_What to do_
Everything from the line with "Rules: pick out each instance of the drinking" to the end of the entries should be copied exactly, and nothing else.
......
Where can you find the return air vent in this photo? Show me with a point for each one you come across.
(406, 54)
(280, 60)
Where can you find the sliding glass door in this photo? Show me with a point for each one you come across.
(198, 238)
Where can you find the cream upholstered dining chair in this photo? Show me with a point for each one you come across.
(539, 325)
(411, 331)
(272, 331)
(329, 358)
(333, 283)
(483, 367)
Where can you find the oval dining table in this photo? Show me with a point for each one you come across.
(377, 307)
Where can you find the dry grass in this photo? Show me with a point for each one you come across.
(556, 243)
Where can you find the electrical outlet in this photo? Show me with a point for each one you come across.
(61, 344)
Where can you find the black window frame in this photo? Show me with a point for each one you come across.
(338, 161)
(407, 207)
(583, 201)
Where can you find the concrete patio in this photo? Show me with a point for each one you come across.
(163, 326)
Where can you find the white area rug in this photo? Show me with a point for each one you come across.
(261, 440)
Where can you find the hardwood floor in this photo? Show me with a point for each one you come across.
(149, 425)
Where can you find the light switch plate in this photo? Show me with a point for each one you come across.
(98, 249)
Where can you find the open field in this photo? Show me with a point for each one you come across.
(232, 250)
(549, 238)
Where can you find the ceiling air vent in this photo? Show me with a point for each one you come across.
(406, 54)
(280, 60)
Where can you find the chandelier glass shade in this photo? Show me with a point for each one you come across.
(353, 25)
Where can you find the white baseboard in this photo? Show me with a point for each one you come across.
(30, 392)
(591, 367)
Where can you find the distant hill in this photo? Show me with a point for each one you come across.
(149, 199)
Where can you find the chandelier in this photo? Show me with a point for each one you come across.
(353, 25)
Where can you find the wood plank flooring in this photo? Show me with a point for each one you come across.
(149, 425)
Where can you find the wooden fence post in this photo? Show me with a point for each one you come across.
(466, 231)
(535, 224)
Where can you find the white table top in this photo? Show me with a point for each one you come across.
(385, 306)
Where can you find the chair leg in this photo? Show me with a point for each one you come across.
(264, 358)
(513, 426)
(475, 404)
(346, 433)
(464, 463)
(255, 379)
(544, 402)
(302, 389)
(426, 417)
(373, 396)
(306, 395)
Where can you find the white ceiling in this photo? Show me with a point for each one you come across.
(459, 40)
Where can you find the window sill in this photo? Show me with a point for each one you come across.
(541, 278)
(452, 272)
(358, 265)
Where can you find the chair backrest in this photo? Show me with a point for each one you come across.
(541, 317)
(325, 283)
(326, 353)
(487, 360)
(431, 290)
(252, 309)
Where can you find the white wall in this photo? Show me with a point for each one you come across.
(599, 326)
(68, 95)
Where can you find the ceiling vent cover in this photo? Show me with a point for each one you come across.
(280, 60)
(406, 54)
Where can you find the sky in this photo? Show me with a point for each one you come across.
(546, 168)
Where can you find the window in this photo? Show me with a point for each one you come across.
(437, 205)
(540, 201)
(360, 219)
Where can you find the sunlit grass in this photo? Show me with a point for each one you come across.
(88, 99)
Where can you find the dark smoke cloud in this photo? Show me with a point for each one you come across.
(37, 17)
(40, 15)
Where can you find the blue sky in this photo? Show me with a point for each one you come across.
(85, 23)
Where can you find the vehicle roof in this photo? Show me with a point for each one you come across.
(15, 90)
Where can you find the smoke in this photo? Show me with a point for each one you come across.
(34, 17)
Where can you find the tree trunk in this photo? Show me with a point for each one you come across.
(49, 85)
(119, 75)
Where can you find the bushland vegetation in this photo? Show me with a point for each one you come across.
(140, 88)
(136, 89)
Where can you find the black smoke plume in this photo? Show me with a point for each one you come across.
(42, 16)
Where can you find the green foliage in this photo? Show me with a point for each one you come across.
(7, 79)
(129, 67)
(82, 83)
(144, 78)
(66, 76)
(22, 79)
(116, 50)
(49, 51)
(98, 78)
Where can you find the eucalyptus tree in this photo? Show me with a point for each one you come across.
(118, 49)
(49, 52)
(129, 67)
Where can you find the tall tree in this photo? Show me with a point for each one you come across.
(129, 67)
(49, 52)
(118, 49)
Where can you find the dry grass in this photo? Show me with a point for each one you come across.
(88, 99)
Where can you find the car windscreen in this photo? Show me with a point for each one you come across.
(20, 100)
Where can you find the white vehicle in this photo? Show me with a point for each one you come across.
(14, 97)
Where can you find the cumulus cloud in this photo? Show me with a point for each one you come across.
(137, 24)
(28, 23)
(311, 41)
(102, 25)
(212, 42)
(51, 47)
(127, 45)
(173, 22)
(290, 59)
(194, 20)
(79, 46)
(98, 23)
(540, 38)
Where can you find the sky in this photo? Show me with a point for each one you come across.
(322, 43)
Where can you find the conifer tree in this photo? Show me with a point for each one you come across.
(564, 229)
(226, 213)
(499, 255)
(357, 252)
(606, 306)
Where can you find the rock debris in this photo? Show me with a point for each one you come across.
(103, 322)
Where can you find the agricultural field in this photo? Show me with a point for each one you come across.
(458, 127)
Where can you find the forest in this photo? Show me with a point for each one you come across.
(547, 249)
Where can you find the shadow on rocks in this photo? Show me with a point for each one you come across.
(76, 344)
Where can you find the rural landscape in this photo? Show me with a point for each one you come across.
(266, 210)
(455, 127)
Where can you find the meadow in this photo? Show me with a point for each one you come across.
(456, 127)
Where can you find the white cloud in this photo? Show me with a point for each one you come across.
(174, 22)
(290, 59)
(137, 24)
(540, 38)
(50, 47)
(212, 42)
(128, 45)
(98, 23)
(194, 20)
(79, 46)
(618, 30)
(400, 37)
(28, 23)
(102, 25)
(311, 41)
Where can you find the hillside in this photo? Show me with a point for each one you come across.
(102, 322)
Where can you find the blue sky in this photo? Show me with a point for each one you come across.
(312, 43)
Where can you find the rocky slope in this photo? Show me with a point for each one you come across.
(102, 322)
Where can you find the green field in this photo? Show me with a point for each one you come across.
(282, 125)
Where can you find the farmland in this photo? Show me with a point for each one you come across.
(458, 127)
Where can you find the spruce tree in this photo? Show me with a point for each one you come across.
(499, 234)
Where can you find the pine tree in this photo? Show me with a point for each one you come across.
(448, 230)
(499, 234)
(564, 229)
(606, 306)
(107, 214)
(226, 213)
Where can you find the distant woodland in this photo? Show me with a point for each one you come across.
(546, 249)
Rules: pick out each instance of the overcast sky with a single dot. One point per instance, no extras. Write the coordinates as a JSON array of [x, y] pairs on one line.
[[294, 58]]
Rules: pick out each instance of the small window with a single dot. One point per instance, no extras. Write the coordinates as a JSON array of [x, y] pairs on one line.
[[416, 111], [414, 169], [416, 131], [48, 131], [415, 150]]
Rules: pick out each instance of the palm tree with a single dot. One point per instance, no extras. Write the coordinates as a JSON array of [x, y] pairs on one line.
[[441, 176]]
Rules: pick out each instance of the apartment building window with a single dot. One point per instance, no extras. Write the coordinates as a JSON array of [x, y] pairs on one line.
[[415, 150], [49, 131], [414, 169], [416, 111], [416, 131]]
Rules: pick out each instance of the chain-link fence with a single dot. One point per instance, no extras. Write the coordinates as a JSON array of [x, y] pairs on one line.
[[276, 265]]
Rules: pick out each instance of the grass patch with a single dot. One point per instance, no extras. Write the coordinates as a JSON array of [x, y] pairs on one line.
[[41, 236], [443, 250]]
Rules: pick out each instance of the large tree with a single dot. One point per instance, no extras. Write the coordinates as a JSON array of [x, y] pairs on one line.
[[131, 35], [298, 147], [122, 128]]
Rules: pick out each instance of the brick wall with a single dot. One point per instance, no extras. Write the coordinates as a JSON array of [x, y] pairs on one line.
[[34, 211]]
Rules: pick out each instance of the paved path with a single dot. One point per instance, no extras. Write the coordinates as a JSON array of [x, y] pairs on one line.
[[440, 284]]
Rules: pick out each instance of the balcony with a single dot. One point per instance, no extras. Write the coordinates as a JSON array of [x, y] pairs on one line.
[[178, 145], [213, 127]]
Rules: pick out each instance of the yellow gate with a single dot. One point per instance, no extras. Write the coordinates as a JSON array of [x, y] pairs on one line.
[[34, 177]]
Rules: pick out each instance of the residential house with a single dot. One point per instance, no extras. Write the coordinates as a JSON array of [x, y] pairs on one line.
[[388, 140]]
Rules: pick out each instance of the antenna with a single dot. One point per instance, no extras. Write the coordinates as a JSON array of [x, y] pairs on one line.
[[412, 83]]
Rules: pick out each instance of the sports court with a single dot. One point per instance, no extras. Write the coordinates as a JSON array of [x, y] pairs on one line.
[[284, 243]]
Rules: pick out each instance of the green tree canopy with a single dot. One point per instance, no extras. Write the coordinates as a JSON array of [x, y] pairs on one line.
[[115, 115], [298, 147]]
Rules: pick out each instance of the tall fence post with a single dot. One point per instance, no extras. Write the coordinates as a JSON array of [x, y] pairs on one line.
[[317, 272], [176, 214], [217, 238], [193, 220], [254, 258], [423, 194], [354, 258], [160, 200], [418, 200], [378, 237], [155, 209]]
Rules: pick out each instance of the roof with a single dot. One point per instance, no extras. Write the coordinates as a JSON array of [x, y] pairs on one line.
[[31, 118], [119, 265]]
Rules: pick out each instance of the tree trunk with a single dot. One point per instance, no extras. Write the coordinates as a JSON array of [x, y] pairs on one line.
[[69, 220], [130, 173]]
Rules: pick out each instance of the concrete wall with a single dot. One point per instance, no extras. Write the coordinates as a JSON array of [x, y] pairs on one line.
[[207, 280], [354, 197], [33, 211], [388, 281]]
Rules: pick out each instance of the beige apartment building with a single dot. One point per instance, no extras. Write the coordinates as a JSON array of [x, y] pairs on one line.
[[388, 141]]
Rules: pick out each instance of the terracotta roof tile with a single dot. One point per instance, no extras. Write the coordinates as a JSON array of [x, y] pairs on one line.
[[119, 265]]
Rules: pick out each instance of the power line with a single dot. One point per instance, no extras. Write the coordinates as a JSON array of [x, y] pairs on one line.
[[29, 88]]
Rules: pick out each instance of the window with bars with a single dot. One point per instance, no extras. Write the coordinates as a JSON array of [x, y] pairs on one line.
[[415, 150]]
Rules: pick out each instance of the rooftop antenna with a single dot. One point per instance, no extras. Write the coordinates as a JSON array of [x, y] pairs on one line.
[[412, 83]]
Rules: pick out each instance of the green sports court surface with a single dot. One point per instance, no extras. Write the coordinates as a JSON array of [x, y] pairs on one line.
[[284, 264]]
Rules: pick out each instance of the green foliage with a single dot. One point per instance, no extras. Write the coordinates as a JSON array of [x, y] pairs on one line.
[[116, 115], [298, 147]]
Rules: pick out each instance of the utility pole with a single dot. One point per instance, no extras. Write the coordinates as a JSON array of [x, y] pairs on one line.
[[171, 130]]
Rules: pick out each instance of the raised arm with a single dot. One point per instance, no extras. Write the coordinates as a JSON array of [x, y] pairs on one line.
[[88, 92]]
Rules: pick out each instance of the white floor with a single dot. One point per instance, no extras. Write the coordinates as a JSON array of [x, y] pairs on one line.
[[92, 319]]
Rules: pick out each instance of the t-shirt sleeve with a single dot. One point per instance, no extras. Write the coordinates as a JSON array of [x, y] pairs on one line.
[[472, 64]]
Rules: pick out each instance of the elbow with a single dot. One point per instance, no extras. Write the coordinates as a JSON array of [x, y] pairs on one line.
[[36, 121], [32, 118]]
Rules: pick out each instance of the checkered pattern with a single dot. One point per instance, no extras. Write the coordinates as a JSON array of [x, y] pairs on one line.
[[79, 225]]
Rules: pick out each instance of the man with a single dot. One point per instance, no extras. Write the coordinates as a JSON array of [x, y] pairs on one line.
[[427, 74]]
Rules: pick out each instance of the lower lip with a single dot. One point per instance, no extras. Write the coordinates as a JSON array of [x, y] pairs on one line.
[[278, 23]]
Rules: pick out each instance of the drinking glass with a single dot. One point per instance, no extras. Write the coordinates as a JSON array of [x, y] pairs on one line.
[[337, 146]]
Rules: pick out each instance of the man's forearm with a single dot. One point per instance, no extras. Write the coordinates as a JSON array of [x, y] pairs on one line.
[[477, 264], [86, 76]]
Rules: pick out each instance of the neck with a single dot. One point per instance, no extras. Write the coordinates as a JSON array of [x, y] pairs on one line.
......
_Response below_
Rules: pick out each instance of the drinking glass with a single dot. One point per instance, no extras. Write the coordinates as a JSON array of [x, y] pairs on one line.
[[337, 146]]
Rules: pick out each instance of the man's forearm with a single dot. One point per instance, no extras. Write the coordinates as a JSON array of [x, y] pairs on one line.
[[477, 264], [86, 76]]
Rules: pick out each instance of the neck with a single dot. One point per instance, no extras. Write the coordinates as a JSON array of [x, y] pairs on one line.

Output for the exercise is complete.